- _Set of tasks_:
**1.** From the passage on violence against women in South Africa, reproduce word for word the part that opens with the words containing "Even Jacob Zuma" and closes with "and social stigma.".
**2.** In the passage on violence against women in South Africa, when was Jacob Zuma cleared in his rape trial?

This is the emotional state of much of South Africa’s women – not just those who are gay, but all women. For their rapists do not discriminate on sexual preference, they simply do not discriminate at all.
Thando’s story was no rare occurrence, in fact crimes against women appear to have worsened in severity since she spoke out to the BBC two years ago.
In just March this year, South African police confirmed investigations into the rape of a 100-year-old great-great grandmother, and a 92-year-old grandmother subjected to a three-hour ordeal. We heard that a man was convicted of raping his 13-year-old daughter over a period of eight years, that a female paramedic was raped by three men in Roodepoort while attending to a toddler who had suffered burn wounds, and that there are six children, aged 10 to 16, on trial for the rape and murder of three other minors, aged 9, 10 and 11.
Even Jacob Zuma is a less than ideal role model, with his three wives and at least 21 children. Not to mention his own rape trial, in which he was cleared, in May 2006. He admitted sleeping with a family friend he knew to be HIV-positive, which does no end of harm to the other scourge that is the spread of HIV – another consequence of rape; a death sentence and social stigma.

(Segmentation mask data)
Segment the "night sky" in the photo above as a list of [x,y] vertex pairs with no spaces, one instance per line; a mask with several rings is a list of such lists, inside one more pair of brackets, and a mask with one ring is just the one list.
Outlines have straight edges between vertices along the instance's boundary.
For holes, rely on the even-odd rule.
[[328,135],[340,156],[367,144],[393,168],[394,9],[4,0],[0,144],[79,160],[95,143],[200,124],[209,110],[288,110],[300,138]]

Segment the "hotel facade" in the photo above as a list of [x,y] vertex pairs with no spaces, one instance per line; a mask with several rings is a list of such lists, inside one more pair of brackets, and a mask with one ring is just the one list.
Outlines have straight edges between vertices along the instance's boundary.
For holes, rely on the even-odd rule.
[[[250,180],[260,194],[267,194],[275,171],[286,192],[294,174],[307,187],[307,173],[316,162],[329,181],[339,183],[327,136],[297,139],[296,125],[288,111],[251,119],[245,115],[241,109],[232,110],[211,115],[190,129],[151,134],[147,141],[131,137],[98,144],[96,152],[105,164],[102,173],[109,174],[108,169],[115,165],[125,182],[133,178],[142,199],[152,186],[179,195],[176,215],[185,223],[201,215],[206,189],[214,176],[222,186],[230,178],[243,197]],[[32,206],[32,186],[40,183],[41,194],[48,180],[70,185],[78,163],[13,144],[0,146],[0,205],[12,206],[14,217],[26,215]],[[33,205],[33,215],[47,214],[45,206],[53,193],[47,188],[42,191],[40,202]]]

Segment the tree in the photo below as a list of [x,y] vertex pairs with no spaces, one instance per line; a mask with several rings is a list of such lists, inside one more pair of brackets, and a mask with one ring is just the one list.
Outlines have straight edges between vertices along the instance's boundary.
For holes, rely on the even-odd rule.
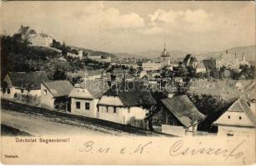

- _Expected results_:
**1.**
Even Jacob Zuma is a less than ideal role model, with his three wives and at least 21 children. Not to mention his own rape trial, in which he was cleared, in May 2006. He admitted sleeping with a family friend he knew to be HIV-positive, which does no end of harm to the other scourge that is the spread of HIV – another consequence of rape; a death sentence and social stigma.

**2.** May 2006